**READING TEXT**

The whole point of that section of the email was to consider the
network cost. There are many cases for which transmitting a
supplementary 1-in-1-out transaction (i.e. a sponsorship txn) is going
to be more efficient from a bandwidth standpoint than rebroadcasting a
potentially large txn during RBF.
> > In an ideal design, special structural foresight would not be
> > needed in order for a txn's feerate to be improved after broadcast.
> >
> > Anchor outputs specified solely for CPFP, which amount to many
> > bytes of wasted chainspace, are a hack. > It's probably
> > uncontroversial at this
>
> This has nothing to do with fee bumping, though, this is only solved
> with covenants or something in that direction, not different relay
> policy.
My post isn't only about relay policy; it's that txn
sponsors allows for fee-bumping in cases where RBF isn't possible and
CPFP would be wasteful, e.g. for a tree of precomputed vault
transactions or - maybe more generally - certain kinds of
covenants.
> How does this not also fail your above criteria of not wasting block
> space?

**WRITTEN REQUEST**
Retype the stretch from "The whole point" through "txn during RBF." in the email about transaction fee bumping above.

**DATA EXCERPTS**
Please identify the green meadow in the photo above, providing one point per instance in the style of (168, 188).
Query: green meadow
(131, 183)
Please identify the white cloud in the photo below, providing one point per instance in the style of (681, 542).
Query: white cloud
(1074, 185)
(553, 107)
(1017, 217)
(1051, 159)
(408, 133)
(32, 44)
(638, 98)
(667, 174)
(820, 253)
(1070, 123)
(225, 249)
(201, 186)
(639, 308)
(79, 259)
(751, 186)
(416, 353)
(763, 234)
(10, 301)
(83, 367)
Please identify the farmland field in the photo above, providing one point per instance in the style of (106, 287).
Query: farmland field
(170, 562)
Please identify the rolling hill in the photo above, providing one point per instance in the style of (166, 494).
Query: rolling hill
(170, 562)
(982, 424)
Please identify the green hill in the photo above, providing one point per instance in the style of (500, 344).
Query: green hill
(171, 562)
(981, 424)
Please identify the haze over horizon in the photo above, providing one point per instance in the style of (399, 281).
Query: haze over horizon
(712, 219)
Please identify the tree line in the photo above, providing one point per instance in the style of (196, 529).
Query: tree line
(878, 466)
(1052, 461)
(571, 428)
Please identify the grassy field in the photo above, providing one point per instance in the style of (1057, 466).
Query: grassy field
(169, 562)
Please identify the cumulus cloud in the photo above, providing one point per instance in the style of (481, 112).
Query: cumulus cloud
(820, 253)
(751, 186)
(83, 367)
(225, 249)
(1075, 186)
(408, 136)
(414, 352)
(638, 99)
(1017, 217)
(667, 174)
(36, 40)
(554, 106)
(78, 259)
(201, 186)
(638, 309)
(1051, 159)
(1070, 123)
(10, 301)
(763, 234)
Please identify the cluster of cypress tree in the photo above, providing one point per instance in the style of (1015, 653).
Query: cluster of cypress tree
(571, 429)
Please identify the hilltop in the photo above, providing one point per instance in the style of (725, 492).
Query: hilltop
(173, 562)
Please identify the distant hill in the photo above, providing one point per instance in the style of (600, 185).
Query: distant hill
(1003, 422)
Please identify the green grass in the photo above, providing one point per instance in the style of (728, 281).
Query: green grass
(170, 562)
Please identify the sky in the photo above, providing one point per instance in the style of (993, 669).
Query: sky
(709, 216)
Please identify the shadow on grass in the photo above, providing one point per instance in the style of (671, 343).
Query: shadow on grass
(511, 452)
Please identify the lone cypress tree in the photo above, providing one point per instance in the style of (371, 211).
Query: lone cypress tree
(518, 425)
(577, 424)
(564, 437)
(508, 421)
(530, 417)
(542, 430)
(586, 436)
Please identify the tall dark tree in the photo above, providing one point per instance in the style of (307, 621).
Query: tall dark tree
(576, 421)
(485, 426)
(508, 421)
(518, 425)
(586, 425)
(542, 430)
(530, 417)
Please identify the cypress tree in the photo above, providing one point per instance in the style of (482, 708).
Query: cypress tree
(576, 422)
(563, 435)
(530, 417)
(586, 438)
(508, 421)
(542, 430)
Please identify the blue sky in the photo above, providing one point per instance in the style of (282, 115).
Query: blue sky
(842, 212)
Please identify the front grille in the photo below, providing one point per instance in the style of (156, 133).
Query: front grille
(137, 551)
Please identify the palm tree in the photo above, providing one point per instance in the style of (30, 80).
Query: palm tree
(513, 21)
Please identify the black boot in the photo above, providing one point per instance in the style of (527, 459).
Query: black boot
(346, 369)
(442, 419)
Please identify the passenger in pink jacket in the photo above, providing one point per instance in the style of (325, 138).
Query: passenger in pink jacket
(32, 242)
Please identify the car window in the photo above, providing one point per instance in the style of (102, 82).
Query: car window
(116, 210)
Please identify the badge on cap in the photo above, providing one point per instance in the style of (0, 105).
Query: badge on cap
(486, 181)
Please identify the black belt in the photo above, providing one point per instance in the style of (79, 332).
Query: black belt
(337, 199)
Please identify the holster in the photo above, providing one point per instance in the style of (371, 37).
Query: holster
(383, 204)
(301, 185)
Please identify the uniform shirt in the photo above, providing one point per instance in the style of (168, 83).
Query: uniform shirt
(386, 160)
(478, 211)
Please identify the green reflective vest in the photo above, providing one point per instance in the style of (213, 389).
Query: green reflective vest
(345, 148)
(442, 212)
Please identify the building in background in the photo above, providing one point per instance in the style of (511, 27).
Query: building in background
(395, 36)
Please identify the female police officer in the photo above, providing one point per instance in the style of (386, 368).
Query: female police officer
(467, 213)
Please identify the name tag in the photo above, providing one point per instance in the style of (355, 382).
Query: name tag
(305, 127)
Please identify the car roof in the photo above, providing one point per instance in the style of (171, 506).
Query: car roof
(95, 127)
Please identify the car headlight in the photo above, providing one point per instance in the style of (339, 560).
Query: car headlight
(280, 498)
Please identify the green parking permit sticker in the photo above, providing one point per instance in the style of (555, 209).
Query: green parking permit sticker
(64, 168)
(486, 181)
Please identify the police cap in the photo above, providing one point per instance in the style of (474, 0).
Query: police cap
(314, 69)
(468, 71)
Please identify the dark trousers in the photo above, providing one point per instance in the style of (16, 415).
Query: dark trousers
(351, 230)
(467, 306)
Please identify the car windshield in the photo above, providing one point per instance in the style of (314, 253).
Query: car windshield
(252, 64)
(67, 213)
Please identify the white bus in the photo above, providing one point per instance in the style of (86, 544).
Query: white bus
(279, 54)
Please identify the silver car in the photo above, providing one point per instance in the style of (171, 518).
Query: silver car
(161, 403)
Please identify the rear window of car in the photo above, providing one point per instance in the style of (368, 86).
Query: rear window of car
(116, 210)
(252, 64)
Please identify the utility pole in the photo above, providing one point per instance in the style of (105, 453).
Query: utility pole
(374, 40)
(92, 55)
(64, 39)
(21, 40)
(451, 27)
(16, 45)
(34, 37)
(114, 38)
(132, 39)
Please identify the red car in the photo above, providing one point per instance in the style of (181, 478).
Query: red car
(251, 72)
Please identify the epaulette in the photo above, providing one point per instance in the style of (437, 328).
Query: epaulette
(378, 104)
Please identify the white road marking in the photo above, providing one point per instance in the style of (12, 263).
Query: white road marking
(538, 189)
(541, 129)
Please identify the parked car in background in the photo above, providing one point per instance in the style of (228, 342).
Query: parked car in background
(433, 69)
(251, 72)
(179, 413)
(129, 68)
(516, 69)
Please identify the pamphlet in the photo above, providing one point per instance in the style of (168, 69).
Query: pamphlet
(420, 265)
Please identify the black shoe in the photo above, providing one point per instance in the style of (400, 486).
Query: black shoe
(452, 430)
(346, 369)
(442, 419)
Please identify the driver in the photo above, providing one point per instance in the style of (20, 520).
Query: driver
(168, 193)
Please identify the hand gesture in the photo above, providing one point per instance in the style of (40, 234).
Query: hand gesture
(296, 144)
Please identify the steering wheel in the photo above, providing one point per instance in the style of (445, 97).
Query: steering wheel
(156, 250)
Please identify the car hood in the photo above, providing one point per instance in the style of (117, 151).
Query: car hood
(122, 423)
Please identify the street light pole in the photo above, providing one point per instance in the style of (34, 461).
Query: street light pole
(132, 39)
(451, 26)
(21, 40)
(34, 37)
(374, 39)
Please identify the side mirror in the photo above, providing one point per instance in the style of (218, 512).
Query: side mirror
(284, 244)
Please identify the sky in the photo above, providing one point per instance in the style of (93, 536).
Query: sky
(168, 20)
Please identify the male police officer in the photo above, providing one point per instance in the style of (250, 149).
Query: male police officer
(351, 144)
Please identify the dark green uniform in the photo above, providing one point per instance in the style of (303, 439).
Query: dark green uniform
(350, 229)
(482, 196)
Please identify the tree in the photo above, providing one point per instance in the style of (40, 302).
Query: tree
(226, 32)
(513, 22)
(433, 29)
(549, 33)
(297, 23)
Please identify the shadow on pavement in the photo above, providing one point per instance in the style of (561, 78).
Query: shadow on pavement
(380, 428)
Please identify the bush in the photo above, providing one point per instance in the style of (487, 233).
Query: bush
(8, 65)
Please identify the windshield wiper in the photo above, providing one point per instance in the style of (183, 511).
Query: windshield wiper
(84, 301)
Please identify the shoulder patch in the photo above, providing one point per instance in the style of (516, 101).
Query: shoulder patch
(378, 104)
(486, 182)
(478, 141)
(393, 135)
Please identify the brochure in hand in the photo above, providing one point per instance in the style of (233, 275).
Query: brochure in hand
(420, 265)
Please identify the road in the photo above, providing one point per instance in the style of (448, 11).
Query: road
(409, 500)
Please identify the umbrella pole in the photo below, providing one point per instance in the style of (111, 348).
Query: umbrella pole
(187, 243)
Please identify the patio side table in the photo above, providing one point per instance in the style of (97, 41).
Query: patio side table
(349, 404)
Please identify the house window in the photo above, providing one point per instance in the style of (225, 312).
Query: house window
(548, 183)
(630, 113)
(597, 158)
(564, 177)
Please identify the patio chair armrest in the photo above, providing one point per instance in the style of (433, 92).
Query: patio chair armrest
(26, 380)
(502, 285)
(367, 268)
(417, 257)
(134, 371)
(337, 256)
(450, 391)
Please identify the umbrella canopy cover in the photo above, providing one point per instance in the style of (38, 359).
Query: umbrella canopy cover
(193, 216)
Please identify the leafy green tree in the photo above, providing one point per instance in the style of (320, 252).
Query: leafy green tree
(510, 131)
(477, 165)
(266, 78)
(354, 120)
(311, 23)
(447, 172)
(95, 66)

**SOLUTION**
The whole point of that section of the email was to consider the
network cost. There are many cases for which transmitting a
supplementary 1-in-1-out transaction (i.e. a sponsorship txn) is going
to be more efficient from a bandwidth standpoint than rebroadcasting a
potentially large txn during RBF.